*Goal*. Rescale the coordinates in the answers by multiplying each number by 1.45 and rounding to whole numbers, with halves rounded up. Write out only the lines from the one with "Target: chair wooden leg" through the end of the entries below, requests included.

* Begin The input *

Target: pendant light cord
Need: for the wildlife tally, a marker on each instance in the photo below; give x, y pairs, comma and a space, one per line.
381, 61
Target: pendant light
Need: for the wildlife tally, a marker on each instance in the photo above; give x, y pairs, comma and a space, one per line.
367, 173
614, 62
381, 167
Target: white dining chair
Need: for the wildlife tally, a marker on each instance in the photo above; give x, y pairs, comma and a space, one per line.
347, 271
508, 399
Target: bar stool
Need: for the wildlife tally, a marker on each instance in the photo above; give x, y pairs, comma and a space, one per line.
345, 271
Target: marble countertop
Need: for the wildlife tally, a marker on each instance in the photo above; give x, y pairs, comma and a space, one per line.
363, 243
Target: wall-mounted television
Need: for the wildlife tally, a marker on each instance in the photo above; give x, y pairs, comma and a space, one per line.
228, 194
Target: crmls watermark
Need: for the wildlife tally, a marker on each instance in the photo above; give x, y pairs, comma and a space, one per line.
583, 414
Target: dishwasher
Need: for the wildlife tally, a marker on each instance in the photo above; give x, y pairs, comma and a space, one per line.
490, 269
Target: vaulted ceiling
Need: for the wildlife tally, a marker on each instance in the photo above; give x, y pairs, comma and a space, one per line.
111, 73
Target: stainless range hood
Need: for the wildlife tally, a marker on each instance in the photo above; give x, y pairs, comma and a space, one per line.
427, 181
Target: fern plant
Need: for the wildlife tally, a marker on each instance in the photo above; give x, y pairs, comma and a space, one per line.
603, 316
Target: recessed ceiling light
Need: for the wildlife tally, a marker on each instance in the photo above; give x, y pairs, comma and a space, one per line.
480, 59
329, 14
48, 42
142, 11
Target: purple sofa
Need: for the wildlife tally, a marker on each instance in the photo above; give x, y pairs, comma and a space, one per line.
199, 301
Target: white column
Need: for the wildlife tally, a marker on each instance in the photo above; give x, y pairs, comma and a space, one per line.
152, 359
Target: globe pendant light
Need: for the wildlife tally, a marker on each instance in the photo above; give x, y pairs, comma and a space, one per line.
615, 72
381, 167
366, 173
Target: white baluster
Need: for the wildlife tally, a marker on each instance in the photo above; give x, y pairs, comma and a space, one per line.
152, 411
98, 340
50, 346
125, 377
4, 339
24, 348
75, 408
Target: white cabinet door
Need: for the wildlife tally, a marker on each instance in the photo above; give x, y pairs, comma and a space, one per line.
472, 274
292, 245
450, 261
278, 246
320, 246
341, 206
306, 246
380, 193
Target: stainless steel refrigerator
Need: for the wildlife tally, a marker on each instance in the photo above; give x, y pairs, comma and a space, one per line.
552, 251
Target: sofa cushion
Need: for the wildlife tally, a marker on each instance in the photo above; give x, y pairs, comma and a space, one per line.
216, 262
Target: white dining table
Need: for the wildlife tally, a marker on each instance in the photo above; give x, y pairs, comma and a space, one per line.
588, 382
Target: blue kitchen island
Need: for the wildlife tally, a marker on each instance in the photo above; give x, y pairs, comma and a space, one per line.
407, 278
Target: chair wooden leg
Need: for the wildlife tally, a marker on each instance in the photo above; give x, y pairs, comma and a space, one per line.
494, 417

* End The input *

*Solution to the problem*.
Target: chair wooden leg
Need: for the wildlife tally, a marker on each instance in the photo above; give x, y pairs, comma and a space, one per line.
716, 605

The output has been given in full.